**PASSAGE GIVEN**

=======

In this case, the issues presented in Buckley's complaint no longer exist. Buckley's "action challenge [d] the re-election of each of the seventeen Individual Defendants in this action as Director of the defendant Archer-Daniels-Midland at its October 19, 1995 annual meeting." Her challenge asserted that the 1995 proxy statement, which solicited proxies for the reelection of ADM's board of directors at the 1995 annual meeting, contained material omissions. The directors elected at the 1995 annual meeting were elected to serve one-year terms. Those one-year terms have expired. Once ADM issued its 1996 proxy statement and held a new election at its October 1996 annual meeting, the dispute over the 1995 election became irrelevant. Even if the 1995 election were invalid because the proxy statements contained material omissions, this court has no remedy to grant Buckley because the directors elected in 1995 either no longer serve as directors, or were reelected in 1996 based on new proxy statements.

=======

**ROWS**

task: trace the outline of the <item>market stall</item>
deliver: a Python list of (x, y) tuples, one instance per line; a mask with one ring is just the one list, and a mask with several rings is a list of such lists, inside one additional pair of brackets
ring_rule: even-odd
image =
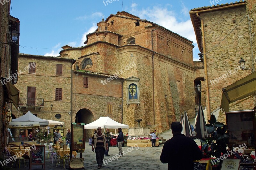
[[(127, 140), (127, 146), (129, 147), (151, 147), (152, 143), (150, 139)], [(159, 146), (159, 140), (156, 140), (156, 146)]]

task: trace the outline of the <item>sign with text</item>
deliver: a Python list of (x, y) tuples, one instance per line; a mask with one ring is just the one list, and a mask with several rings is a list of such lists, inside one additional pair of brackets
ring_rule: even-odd
[(33, 165), (42, 165), (45, 169), (45, 147), (34, 145), (31, 147), (30, 155), (30, 169)]
[(84, 158), (72, 158), (69, 164), (70, 167), (72, 169), (84, 168), (83, 162)]

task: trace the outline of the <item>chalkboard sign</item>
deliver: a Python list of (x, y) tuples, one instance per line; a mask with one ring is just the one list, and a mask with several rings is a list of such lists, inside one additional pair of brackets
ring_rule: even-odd
[(209, 160), (194, 161), (194, 170), (212, 170)]
[(45, 147), (44, 145), (31, 146), (30, 152), (30, 169), (33, 165), (42, 165), (45, 169)]

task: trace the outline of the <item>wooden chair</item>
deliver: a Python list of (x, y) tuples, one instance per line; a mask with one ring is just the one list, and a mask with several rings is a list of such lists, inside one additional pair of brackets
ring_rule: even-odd
[[(24, 157), (23, 156), (23, 155), (20, 155), (20, 150), (18, 149), (14, 149), (12, 151), (12, 153), (13, 156), (16, 155), (16, 157), (17, 157), (17, 158), (15, 158), (15, 159), (14, 159), (14, 160), (16, 160), (16, 162), (18, 160), (19, 160), (19, 168), (20, 168), (20, 160), (22, 160), (24, 161), (24, 166), (25, 166), (25, 167), (26, 168), (26, 163), (25, 162), (25, 159), (24, 158)], [(12, 168), (12, 166), (13, 165), (14, 163), (14, 160), (12, 162), (12, 167), (11, 167), (11, 168)]]
[(65, 154), (65, 152), (64, 150), (61, 148), (60, 148), (57, 150), (57, 156), (58, 157), (58, 160), (57, 160), (57, 164), (56, 165), (56, 167), (58, 165), (58, 164), (60, 163), (60, 163), (62, 160), (63, 160), (63, 165), (64, 168), (65, 168), (65, 161), (66, 160), (68, 161), (68, 162), (68, 162), (68, 156), (67, 154)]

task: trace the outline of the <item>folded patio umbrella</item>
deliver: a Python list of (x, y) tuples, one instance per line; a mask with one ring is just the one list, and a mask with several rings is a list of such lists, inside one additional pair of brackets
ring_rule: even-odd
[(208, 134), (205, 128), (205, 120), (203, 110), (201, 104), (199, 103), (197, 116), (195, 121), (195, 129), (193, 133), (193, 136), (198, 139), (208, 137)]
[(184, 114), (184, 121), (182, 125), (182, 131), (181, 133), (184, 134), (186, 136), (189, 137), (192, 136), (192, 131), (191, 130), (191, 127), (190, 122), (188, 117), (187, 112), (185, 111)]
[(180, 123), (183, 126), (183, 122), (184, 122), (184, 116), (183, 116), (183, 115), (181, 115), (180, 116)]

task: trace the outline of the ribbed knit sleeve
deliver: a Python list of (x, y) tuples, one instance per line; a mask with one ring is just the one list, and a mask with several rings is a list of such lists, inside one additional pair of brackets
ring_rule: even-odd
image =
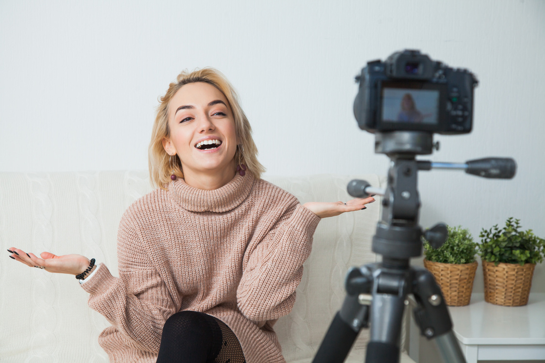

=======

**EXERCISE TASK**
List each distinct date or year that appears in the passage on Buckley's challenge, giving each one only once. The rows are separate material from the passage on Buckley's challenge.

**THE SOLUTION**
- October 19, 1995
- 1995
- 1996
- October 1996